Journey to the Start Line - or how I got to run my first Half Marathon at 69

Sunday 3rd April 2022, 12.34pm. Finished the London Landmarks Half Marathon (LLHM) in 2 hours 37 minutes. 9,262nd out of 17,177 runners (if I had been a year older then there would only have been 18 of us doing it). And a decent chunk of money raised for the lovely Make-A-Wish Foundation, a charity that provides experiences that make dreams come true for children suffering from critical illnesses.

More later about why I chose to run for Make-A-Wish, but as I wrote the above it felt very me, me, me. Of course, in doing the run there was a strong sense of ego and achievement. But getting to that start line was far from straightforward, and Superman for Seniors I am not. So this is the story of my journey, as much comprising lowlights as highlights.


December 2019: The revival of running after more than 30 years. Even in the younger person efforts, I had never run more than 8 miles. So I dragged out ancient trainers, donned polo shirt and floppy white shorts, and trotted round the streets near my then home in Crouch End. Doing 20 minutes of running, I was pretty happy with myself.

Early January 2020; I did a short run in the morning before leaving for a holiday in Sri Lanka. On a return road I tripped on an uneven bit of pavement, and went flat on my face. A cut opened underneath my chin, and I discovered what is blood plasma. This kept coming and coming, so I spent the tube journey to Heathrow clutching my chin while trying to keep control of my luggage. Luckily the plasma had exhausted itself just in time for me not to be refused boarding

On return from travels I felt pretty confident about picking up the running, after three weeks that involved massive steps climbs to reach Buddhist temple, but yep, there is a thing called overconfidence. My younger daughter, a seasoned runner, suggested a c. 6k run up and down the Parkland Walk, Finsbury Park. I didn't realise how awful I felt until I lost control of my legs near the end and could only stop by running into a wall. Two days to recover. Work to be done.

__EXERCISE DATA__
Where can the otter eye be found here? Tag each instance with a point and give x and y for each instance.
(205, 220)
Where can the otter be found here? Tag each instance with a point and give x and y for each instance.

__EXERCISE OBJECTIVE__
Reproduce the half marathon account between "On return from" and "to be done.", inclusive, substituting "canal towpath" for each occurrence of "Parkland Walk".

__ANSWER FOR THIS EXERCISE__
On return from travels I felt pretty confident about picking up the running, after three weeks that involved massive steps climbs to reach Buddhist temple, but yep, there is a thing called overconfidence. My younger daughter, a seasoned runner, suggested a c. 6k run up and down the canal towpath, Finsbury Park. I didn't realise how awful I felt until I lost control of my legs near the end and could only stop by running into a wall. Two days to recover. Work to be done.